Given task:
Take the material below and write it all out again exactly.

Extracted information:
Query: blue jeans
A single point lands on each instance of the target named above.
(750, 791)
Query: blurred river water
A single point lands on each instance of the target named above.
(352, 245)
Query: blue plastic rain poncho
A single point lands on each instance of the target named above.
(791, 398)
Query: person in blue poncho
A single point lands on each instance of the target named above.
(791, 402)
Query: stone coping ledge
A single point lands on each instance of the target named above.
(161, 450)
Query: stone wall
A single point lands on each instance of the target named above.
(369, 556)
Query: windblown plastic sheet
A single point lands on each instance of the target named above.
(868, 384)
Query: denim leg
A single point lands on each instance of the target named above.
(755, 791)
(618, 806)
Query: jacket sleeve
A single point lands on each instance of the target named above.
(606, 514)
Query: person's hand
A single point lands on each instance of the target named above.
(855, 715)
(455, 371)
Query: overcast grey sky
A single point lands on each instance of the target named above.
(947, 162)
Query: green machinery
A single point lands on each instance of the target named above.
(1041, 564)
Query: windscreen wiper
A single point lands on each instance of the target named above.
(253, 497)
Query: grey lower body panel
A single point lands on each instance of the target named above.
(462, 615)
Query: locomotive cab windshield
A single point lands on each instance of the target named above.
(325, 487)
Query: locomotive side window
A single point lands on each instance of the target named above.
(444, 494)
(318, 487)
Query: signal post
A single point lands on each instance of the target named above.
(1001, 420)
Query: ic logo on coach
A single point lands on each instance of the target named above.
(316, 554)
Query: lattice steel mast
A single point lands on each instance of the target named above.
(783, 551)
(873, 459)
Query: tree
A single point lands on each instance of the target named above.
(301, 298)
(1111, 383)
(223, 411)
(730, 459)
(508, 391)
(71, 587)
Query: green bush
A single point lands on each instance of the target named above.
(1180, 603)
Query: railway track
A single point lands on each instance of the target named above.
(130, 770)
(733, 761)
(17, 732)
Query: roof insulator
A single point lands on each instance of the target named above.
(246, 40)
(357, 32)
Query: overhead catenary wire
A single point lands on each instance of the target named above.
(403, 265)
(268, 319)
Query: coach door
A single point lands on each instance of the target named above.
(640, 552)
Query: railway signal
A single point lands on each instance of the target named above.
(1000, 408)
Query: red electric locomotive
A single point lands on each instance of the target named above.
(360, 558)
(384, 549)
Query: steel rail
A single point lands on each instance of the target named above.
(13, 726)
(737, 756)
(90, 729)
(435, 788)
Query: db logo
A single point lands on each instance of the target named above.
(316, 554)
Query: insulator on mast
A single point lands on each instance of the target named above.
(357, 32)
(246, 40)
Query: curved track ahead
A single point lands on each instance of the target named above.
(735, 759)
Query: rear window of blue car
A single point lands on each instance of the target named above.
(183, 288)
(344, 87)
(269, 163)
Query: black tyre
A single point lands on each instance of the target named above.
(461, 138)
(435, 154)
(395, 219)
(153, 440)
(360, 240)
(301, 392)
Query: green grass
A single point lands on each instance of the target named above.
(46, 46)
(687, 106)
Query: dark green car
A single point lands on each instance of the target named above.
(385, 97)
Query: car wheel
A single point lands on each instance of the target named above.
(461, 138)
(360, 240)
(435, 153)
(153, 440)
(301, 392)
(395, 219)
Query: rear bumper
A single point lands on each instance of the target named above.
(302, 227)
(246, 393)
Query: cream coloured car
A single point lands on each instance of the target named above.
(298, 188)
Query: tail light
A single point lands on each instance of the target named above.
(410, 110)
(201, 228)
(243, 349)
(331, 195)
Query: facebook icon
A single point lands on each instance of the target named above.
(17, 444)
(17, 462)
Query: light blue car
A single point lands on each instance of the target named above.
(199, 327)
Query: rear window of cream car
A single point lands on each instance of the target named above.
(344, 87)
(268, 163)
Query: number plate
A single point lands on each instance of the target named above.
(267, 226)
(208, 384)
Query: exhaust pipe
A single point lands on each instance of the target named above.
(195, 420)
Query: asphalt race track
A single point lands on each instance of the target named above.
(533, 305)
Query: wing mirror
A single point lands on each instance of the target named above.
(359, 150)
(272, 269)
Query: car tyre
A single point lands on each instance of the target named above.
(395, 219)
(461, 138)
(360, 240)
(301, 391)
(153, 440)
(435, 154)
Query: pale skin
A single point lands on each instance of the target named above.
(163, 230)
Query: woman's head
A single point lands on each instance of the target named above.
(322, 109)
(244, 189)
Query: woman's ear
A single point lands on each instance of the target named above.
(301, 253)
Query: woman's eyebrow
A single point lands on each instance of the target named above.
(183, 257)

Written response:
Query: blue jeans
A single point lands on each instance of the target named above.
(750, 791)
Query: blurred river water
A single point lands on each instance of the target named above.
(352, 245)
Query: blue plastic rain poncho
A single point lands on each instance of the target named above.
(791, 398)
Query: person in blue poncho
A single point lands on each instance of the target named above.
(791, 402)
Query: stone coping ledge
A single point lands on each instance of the target named above.
(161, 450)
Query: stone wall
A single point lands on each instance of the target named above.
(369, 556)
Query: windblown plastic sheet
A single point lands on each instance of the target named above.
(868, 384)
Query: denim leg
A single point lands on each instance of the target named above.
(755, 791)
(618, 806)
Query: jacket sleeve
A single point lands on each instance of the target named above.
(606, 514)
Query: person's hand
A single point lands on each instance of the target named above.
(855, 715)
(455, 371)
Query: overcast grey sky
A single point lands on each instance of the target named above.
(947, 162)
Query: green machinery
A single point lands on each instance of the target named above.
(1041, 564)
Query: windscreen wiper
A single point lands on each instance of the target named above.
(253, 497)
Query: grey lower body panel
A single point lands on each instance of the target named above.
(462, 615)
Query: locomotive cab windshield
A single point lands on each instance of the target named above.
(325, 487)
Query: locomotive side window
A single point lands on each instance of the target named above.
(444, 494)
(318, 487)
Query: signal post
A single point lands on each instance of the target named above.
(1001, 420)
Query: ic logo on coach
A single point lands on each instance of the target named above.
(316, 554)
Query: lattice steel mast
A single point lands on each instance of the target named above.
(783, 551)
(873, 459)
Query: tree
A single point lands on each instance of the target named above.
(301, 298)
(1111, 383)
(223, 411)
(730, 459)
(508, 391)
(71, 587)
Query: green bush
A single point lands on each instance of the target named above.
(1180, 603)
Query: railway track
A single point lands on each instance of the target named above.
(130, 770)
(733, 761)
(17, 732)
Query: roof insulator
A single point lands on each instance of the target named above.
(246, 40)
(357, 32)
Query: overhead catenary wire
A single point lands on each instance of the target named above.
(403, 265)
(268, 319)
Query: coach door
A single point lands on each instance of the target named above.
(640, 552)
Query: railway signal
A single point lands on each instance of the target named above.
(1000, 408)
Query: red electric locomotive
A single point lands on each instance of the target named above.
(360, 558)
(384, 549)
Query: steel rail
A single point lands on each instance of the target named above.
(13, 726)
(737, 756)
(90, 729)
(435, 788)
Query: db logo
A single point lands on each instance of the target named above.
(316, 554)
Query: insulator on mast
A single point lands on each instance of the target named above.
(357, 32)
(246, 40)
Query: curved track ahead
A single point lands on each instance of the target named above.
(735, 759)
Query: rear window of blue car
A single point lands on each instance of the target named above.
(183, 288)
(344, 87)
(269, 163)
Query: black tyre
A single point lands on each instance of the target named above.
(461, 138)
(435, 154)
(395, 219)
(153, 440)
(360, 240)
(301, 392)
Query: green grass
A single point lands on each instance of the target named above.
(46, 46)
(687, 106)
Query: dark green car
A single point lands on each instance of the target named above.
(385, 97)
Query: car wheel
A single point lands on each instance of the target named above.
(461, 138)
(360, 240)
(435, 153)
(153, 440)
(301, 392)
(395, 219)
Query: rear bumper
A single point lands on each instance of the target named above.
(302, 227)
(246, 393)
Query: cream coloured car
A single point lands on each instance of the target named above.
(298, 188)
Query: tail light
A single point lands on each instance of the target named above.
(410, 110)
(201, 228)
(243, 349)
(331, 195)
Query: facebook icon
A single point lands on each instance of the target named above.
(17, 444)
(17, 462)
Query: light blue car
A single point lands on each instance of the target named above.
(199, 327)
Query: rear window of cream car
A single point lands on each instance of the target named above.
(344, 87)
(268, 163)
Query: number plate
A single point lands on each instance of the target named above.
(267, 226)
(208, 384)
Query: exhaust pipe
A single point lands on each instance of the target named above.
(195, 420)
Query: asphalt race track
A single point lands on each instance of the target named above.
(533, 305)
Query: wing mirror
A single point lands on each instance of the target named above.
(359, 150)
(272, 269)
Query: car tyre
A single point lands on each instance of the target named above.
(395, 219)
(461, 138)
(360, 240)
(301, 391)
(153, 440)
(435, 154)
Query: pale skin
A single point lands on each instance of the target named above.
(163, 230)
Query: woman's head
A single point lands on each instance of the target named above.
(322, 109)
(244, 189)
Query: woman's ear
A single point lands on each instance of the target named above.
(301, 253)
Query: woman's eyebrow
A single point lands on each instance of the target named above.
(183, 257)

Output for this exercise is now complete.